— Start of Document passage —

# Wifi issues / Broadcom brcmsmac driver / kernel 3.6.2

## momesana

For about a year I've been trying to get the brcmsmac wifi driver to work on my notebook - to no avail. I've always had to go back to the prioprietary broadcom-sta driver, which - apart from flooding my logs with error messages - worked quite reliably.

Unfortunately the broadcom-sta driver causes the kernel to crash on the 3.6.x kernel versions so again I tried to get the brcmsmac driver to work - ending up having the same issues I did in my previous attempts:

The network connection is so extremely flaky that it becomes unusable. So I wanted to know if anybody else has had similar issues with the mentioned opensource driver and possibly knows a workaround for it.

Thanks in advance

P.S. some Info:

======================

Notebook Brand/Model

======================

HP Pavilion DV6-6109

======================

Wifi Device Info

======================

Chip: 

Name: BCM4313

PCI Device ID: 0x4727

lspci:

0d:00.0 Network controller: Broadcom Corporation BCM4313 802.11b/g/n Wireless LAN Controller (rev 01)

lspci -n

0d:00.0 0280: 14e4:4727 (rev 01)

======================

Kernel Config

======================

complete kernel configuration: http://pastebin.com/sK5Pr7MQ

The kernel configuration looks as follows:

[*] Networking support --->

    Wireless --->

        Wireless

	<M> cfg80211 - wireless configuration API

	[*] cfg80211 wireless extensions compatibility

	<M> Generic IEEE 802.11 Networking Stack (mac80211)

— End of Document passage —

Written tasks:
• 1. Using the wifi driver post, answer these:
(a) What notebook brand and model is the poster using?
(b) What PCI device ID is listed for the wireless chip?
(c) What does the poster say the broadcom-sta driver does on the 3.6.x kernel versions?
• 2. Extend the wifi driver post by continuing it from its final line.

— Start of Records supplied —

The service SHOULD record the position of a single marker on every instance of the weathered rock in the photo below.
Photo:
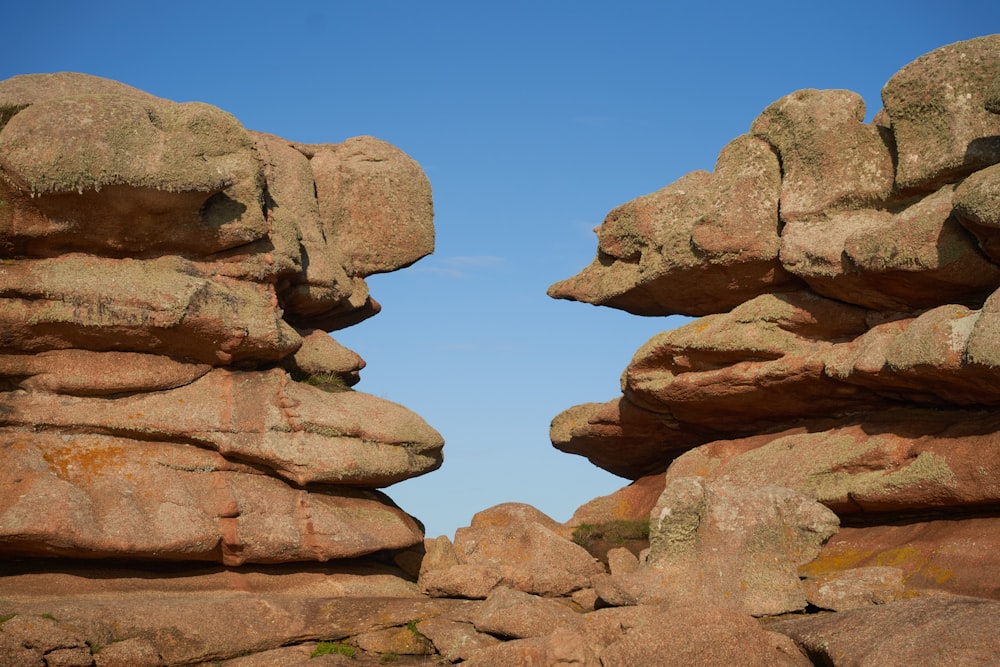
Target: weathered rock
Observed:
(897, 460)
(699, 636)
(455, 640)
(133, 652)
(728, 546)
(936, 106)
(529, 557)
(851, 589)
(829, 158)
(375, 202)
(167, 387)
(865, 379)
(463, 580)
(299, 432)
(621, 437)
(952, 552)
(514, 614)
(512, 545)
(630, 503)
(562, 647)
(188, 619)
(756, 366)
(934, 631)
(663, 253)
(101, 496)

— End of Records supplied —

Results by task:
• 1.
(a) HP Pavilion DV6-6109
(b) 0x4727
(c) It causes the kernel to crash.

• 2.
	Default rate control algorithm (Minstrel) --->

	[*] Enable LED triggers

	[*] Select mac80211 debugging features --->

	    [*] verbose debugging output

Device Drivers

    [*] Network device support --->

	[*] Wireless LAN --->

	    <M> Broadcom IEEE802.11n PCIe SoftMAC WLAN driver

	    [*] Broadcom driver debug functions

    Broadcom Specific AMBA --->

	<M> BCMA support

	[*] support for BCMA on PCI-host bus

	[*] BCMA Broadcom GBIT MAC COMMON core driver

======================

Kernel Log

======================

The driver spits out the following log messages in a regular interval:

...

Oct 14 19:30:28 [kernel] [  723.176924] ieee80211 phy0: brcms_ops_config: change monitor mode: false

Oct 14 19:30:28 [kernel] [  723.176925] ieee80211 phy0: brcms_ops_config: change power-save mode: false (implement)

Oct 14 19:30:28 [kernel] [  723.177040] ieee80211 phy0: brcmsmac: brcms_ops_bss_info_changed: disassociated

Oct 14 19:30:28 [kernel] [  723.177042] ieee80211 phy0: changing basic rates failed: -52

Oct 14 19:30:28 [kernel] [  723.177043] ieee80211 phy0: brcms_ops_bss_info_changed: cqm change: threshold 0, hys 0  (implement)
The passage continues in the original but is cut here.